• [WHAT THIS TASK INVOLVES]: Return each line of the records that contains the string "brick", treating uppercase and lowercase letters as different.

• [Excerpts of location labeling data]:
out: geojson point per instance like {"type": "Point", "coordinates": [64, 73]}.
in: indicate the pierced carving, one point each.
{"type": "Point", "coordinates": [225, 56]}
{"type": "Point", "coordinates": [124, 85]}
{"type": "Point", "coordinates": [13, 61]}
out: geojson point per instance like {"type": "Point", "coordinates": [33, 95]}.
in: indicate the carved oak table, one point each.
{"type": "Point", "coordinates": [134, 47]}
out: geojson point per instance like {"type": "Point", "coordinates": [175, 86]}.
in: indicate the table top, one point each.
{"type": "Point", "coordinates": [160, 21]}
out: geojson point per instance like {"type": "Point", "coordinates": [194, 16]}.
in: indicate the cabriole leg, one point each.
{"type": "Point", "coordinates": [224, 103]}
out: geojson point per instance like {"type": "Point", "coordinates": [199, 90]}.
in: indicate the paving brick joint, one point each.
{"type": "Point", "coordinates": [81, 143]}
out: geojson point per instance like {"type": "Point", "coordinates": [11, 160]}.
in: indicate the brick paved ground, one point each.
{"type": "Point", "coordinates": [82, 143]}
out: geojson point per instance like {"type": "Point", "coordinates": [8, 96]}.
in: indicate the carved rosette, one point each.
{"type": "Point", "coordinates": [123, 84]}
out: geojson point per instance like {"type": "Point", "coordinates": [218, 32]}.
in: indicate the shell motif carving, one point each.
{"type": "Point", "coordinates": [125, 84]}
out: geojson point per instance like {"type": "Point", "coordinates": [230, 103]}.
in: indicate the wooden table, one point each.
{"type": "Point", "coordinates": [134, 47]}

...

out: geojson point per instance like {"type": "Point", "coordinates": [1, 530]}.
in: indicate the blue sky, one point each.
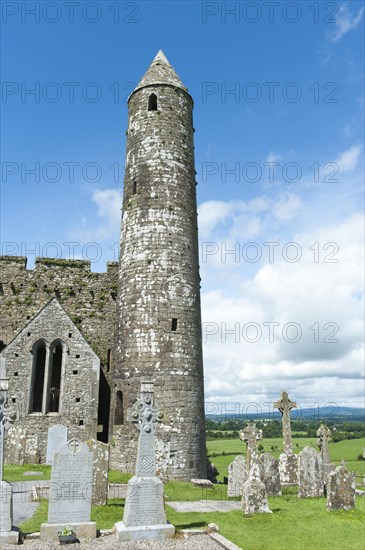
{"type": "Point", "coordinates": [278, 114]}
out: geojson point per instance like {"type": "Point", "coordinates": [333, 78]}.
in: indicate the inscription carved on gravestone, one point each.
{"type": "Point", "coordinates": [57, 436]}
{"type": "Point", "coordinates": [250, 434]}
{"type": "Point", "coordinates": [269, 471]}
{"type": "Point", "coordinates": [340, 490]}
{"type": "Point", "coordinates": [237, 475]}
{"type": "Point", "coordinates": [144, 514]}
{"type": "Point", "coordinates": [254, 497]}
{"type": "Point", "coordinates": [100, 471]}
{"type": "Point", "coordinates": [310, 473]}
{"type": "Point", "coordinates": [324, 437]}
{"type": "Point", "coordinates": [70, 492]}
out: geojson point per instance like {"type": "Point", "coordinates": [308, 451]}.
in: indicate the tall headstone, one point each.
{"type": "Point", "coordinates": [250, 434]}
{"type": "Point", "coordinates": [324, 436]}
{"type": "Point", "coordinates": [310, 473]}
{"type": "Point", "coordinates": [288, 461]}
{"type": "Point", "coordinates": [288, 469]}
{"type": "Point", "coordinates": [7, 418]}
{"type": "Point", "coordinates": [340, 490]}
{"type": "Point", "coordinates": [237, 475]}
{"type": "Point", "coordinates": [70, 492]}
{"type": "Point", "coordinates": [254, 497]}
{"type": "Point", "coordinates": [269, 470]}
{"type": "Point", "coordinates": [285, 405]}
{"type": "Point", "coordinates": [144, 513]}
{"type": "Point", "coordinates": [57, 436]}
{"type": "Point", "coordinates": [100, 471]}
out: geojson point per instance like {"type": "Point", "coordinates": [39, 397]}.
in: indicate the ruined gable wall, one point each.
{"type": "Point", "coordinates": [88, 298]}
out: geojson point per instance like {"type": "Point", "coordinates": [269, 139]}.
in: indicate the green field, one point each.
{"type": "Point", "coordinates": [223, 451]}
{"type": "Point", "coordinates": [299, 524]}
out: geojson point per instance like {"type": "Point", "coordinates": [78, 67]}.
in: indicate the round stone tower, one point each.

• [TASK OUTPUT]:
in: indicate the paving brick joint, one point each.
in: indicate the brick paved ground, one point each.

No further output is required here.